**THE PROBLEM**.
Please reproduce the records below from the line containing "Please place a point on the rear tire" through the end of the records, keeping the requests as they are. Adjust each answer coordinate by subtracting 32 from it.

**ITEMS**.

============

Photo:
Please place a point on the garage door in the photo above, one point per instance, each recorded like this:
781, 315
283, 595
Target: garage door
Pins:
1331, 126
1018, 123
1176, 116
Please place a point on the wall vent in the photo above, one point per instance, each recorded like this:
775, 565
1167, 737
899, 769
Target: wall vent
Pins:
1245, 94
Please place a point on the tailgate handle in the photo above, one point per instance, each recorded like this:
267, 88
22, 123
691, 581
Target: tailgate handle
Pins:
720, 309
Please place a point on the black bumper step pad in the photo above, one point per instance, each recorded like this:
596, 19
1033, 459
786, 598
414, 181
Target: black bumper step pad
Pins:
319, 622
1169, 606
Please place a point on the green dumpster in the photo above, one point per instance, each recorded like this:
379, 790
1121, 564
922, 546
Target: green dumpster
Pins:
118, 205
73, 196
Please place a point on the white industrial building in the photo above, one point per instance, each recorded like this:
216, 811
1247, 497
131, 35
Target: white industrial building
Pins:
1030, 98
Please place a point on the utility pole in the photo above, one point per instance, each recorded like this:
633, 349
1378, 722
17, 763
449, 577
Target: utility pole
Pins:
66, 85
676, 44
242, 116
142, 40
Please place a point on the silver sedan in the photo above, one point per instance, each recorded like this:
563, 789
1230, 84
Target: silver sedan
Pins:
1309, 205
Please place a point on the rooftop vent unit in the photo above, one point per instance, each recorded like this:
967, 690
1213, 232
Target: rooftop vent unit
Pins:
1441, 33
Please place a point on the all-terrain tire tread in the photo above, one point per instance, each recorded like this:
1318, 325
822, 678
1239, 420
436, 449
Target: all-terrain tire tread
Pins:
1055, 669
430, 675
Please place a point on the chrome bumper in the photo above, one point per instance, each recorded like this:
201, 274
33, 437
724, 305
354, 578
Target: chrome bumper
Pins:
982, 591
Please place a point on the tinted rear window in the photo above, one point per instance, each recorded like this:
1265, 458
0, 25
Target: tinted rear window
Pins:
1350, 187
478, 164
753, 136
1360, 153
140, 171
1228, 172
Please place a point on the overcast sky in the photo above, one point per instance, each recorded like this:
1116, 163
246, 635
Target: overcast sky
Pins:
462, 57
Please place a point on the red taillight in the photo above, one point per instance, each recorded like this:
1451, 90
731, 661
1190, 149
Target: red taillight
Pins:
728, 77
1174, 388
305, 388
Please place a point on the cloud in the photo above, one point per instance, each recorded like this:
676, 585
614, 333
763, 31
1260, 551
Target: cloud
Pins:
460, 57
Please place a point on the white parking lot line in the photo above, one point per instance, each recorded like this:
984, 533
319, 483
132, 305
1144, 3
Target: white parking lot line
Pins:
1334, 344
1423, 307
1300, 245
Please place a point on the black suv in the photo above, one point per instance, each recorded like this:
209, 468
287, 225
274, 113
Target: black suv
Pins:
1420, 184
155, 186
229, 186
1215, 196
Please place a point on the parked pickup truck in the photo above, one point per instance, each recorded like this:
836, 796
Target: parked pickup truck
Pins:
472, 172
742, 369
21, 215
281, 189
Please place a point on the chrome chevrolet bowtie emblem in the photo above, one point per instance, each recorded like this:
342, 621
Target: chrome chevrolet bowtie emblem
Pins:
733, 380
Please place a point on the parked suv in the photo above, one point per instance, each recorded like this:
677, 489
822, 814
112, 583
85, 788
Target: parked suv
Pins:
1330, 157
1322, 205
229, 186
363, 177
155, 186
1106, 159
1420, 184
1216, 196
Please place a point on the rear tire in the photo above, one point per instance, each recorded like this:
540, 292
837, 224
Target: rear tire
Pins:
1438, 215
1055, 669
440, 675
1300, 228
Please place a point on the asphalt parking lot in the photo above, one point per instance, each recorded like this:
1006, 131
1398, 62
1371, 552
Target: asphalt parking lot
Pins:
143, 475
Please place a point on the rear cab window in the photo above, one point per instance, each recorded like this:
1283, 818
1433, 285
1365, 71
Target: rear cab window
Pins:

============

**TASK ANSWER**.
Please place a point on the rear tire in the photo above, one point per instance, each recorded like this:
540, 292
837, 224
Target: rear tire
Pins:
1406, 183
1023, 637
408, 643
1268, 196
Please place a point on the asphalt parking lot in the photo above, one point per instance, each recorded like this:
1006, 131
1398, 62
1371, 552
Target: asphalt parking lot
Pins:
111, 443
Please place a point on the rear cab window in the photo above, one point per instance, each recorded like this:
1283, 818
1433, 285
1365, 71
Target: rear cab window
Pins:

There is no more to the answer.